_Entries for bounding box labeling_
===============

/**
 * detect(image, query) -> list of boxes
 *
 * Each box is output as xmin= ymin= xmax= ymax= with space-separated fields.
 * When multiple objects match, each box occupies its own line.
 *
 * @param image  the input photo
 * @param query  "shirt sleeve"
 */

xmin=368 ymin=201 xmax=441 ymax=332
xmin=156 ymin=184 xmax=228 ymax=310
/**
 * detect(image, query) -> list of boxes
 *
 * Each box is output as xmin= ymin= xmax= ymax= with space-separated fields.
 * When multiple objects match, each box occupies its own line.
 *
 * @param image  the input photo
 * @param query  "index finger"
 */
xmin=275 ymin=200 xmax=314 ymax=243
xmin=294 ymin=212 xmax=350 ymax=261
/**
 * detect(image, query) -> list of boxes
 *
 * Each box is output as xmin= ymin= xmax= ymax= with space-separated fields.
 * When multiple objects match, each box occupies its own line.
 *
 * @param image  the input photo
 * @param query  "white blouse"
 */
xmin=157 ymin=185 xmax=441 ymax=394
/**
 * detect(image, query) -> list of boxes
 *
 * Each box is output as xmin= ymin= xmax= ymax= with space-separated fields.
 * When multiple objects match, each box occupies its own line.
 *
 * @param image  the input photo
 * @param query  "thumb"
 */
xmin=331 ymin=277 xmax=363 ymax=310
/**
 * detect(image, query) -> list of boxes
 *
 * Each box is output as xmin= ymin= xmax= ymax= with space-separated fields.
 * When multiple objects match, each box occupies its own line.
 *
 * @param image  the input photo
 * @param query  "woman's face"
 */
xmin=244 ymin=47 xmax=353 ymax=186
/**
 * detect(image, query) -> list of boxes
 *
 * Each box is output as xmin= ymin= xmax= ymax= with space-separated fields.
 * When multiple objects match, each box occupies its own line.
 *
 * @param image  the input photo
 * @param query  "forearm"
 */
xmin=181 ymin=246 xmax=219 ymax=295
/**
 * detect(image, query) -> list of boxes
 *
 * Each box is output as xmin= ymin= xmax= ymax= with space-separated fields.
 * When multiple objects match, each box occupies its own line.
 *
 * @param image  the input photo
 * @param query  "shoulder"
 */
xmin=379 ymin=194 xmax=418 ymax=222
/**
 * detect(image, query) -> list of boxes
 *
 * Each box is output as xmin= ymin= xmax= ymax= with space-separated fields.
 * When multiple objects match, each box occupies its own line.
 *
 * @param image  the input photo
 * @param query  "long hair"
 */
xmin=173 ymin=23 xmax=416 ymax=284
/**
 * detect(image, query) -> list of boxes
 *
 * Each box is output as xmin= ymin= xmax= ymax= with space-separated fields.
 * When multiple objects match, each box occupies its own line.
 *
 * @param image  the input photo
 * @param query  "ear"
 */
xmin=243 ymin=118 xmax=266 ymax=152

===============

Reproduce the stretch of records from the start through the line containing "xmin=294 ymin=212 xmax=350 ymax=261", adding 61 to every coordinate value in the bounding boxes and leaving all other lines unchanged.

_Answer for this exercise_
/**
 * detect(image, query) -> list of boxes
 *
 * Each box is output as xmin= ymin= xmax= ymax= with space-separated fields.
 * When multiple objects match, each box occupies its own line.
 *
 * @param image  the input photo
 * @param query  "shirt sleeve"
 */

xmin=429 ymin=262 xmax=502 ymax=393
xmin=217 ymin=245 xmax=289 ymax=371
/**
 * detect(image, query) -> list of boxes
 *
 * Each box is output as xmin= ymin= xmax= ymax= with space-separated fields.
 * When multiple objects match, each box occupies its own line.
 *
 * @param image  the input photo
 * @param query  "index finger"
 */
xmin=336 ymin=261 xmax=375 ymax=304
xmin=355 ymin=273 xmax=411 ymax=322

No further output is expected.